#### Consigne de l'exercice
Pouvez-vous reprendre le texte sur la campagnocratie républicaine de «Honneur aux agriculteurs comice» à «CHUN (2003, extraits)» en renommant partout «comice» en «concours agricole» ?

#### Texte à lire
-*-

Honneur aux agriculteurs comice Iffendic
"Honneur aux agriculteurs" adossé au mur sud de l'église, comice à Iffendic (Ille-et-Vilaine) (date ?)

 

 

La campagnocratie républicaine :

une double conversion

 Soo-Yun CHUN (2003, extraits)

 

Sans doute Wickersheimer dit-il la vérité lorsqu’il prononce en janvier 1886 cette phrase :

«J’ai le regret de constater que lorsqu’on interroge quelques-uns de nos collègues républicains, ils prétendent partager nos principes en matière de libre-échange ; tandis qu’en fait ils se sont laissés gagner par les arguments de nos adversaires» (Chambre des députés, 3 juillet 1886).

Quelques années plus tard, ces «collègues républicains» semblent partager les principes de ces «adversaires».

 

Des républicains «ruralisés»

-*-

#### Données fournies

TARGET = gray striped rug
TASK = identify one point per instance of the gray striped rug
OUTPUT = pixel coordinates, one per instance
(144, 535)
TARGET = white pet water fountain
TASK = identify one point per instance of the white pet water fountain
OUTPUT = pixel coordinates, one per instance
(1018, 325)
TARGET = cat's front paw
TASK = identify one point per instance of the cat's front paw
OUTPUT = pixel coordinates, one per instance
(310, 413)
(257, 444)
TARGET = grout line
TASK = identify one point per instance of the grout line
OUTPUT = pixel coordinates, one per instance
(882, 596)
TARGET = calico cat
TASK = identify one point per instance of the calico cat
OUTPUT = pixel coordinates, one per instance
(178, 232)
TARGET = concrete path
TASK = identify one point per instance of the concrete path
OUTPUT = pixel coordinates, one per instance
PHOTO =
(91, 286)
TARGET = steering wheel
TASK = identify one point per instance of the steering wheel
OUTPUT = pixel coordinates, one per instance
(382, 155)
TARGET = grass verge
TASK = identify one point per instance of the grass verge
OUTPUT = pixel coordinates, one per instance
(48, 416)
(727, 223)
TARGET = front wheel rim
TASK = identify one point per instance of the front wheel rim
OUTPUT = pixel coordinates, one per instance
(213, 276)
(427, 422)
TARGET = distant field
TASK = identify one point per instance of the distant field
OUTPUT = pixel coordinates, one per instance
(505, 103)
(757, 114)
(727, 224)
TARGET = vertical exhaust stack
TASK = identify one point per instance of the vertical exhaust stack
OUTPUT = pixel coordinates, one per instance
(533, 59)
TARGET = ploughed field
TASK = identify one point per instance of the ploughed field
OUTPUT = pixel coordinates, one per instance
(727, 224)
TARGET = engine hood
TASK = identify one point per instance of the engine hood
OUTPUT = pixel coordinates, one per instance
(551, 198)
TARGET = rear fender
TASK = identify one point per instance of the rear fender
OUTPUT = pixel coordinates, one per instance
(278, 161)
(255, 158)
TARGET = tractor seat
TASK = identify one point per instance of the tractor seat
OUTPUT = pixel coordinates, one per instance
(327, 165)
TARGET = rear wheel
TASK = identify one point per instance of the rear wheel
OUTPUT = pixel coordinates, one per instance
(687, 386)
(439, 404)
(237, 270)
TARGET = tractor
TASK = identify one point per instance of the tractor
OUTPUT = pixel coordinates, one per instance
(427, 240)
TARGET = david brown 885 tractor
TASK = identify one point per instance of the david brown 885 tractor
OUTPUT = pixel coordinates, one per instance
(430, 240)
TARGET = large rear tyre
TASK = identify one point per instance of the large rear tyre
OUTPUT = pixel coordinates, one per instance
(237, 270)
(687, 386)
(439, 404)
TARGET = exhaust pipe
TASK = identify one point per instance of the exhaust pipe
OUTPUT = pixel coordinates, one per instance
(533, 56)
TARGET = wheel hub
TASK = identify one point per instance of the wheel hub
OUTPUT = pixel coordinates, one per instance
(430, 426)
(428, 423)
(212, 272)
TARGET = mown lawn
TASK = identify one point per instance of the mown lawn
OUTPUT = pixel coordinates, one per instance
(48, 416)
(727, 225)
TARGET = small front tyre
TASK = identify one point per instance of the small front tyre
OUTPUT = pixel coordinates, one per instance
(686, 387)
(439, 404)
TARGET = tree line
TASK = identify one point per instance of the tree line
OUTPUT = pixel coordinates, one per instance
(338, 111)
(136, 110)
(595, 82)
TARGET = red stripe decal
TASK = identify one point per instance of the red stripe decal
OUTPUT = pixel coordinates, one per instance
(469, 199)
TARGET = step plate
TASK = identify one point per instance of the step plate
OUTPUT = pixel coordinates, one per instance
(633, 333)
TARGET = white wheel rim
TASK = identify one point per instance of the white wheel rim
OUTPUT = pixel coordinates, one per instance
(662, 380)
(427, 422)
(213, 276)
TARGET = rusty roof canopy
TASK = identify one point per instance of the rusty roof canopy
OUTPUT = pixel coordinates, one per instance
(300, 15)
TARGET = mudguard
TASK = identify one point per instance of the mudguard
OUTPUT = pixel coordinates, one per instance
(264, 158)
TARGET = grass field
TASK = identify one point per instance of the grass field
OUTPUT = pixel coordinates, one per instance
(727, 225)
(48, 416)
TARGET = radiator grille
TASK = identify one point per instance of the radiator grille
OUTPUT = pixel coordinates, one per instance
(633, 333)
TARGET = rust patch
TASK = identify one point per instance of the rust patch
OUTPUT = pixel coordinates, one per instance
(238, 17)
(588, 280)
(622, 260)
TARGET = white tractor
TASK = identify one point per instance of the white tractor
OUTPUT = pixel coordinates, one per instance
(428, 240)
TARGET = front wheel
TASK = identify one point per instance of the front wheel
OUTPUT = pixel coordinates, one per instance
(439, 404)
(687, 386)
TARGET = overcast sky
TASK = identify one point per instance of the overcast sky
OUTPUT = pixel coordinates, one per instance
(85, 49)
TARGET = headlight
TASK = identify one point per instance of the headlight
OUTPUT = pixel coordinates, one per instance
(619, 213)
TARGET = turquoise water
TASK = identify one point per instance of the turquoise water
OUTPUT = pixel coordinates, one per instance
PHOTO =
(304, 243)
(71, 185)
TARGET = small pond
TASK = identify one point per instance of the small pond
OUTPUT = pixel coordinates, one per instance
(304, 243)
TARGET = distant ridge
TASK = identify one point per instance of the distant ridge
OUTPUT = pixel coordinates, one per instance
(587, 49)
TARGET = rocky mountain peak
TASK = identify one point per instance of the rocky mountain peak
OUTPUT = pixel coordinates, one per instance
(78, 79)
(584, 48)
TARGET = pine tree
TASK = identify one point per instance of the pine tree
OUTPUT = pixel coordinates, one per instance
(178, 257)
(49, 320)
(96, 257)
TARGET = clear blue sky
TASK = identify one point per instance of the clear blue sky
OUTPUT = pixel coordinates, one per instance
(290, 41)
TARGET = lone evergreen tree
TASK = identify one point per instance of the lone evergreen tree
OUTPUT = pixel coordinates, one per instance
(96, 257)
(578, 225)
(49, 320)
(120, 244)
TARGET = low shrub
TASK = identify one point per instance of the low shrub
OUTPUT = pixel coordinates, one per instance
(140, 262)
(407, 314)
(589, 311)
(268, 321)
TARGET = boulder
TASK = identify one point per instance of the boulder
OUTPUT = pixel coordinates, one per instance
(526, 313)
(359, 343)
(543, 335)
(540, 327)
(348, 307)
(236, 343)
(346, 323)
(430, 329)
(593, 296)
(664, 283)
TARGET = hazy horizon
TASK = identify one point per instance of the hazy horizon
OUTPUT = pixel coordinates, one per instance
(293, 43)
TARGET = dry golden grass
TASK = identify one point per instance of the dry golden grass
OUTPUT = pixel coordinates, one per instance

-*-

#### Réponse complète
Honneur aux agriculteurs concours agricole Iffendic
"Honneur aux agriculteurs" adossé au mur sud de l'église, concours agricole à Iffendic (Ille-et-Vilaine) (date ?)

 

 

La campagnocratie républicaine :

une double conversion

 Soo-Yun CHUN (2003, extraits)